#### YOUR INSTRUCTIONS
Print the following entries without any change.
START DATA LISTING
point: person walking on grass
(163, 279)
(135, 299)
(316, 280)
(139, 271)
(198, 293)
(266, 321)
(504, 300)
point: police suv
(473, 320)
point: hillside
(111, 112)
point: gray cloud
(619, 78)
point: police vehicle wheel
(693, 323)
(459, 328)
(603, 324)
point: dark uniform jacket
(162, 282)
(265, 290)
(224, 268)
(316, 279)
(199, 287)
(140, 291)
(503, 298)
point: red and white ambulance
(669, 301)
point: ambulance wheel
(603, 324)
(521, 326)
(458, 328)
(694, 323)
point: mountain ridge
END DATA LISTING
#### FINISHED TASK
point: person walking on grass
(163, 279)
(135, 299)
(316, 280)
(139, 271)
(198, 293)
(266, 321)
(504, 300)
point: police suv
(473, 320)
point: hillside
(111, 112)
point: gray cloud
(619, 78)
point: police vehicle wheel
(693, 323)
(459, 328)
(603, 324)
point: dark uniform jacket
(162, 282)
(265, 290)
(224, 268)
(316, 279)
(199, 287)
(140, 291)
(503, 298)
point: red and white ambulance
(669, 301)
point: ambulance wheel
(603, 324)
(521, 326)
(458, 328)
(694, 323)
point: mountain ridge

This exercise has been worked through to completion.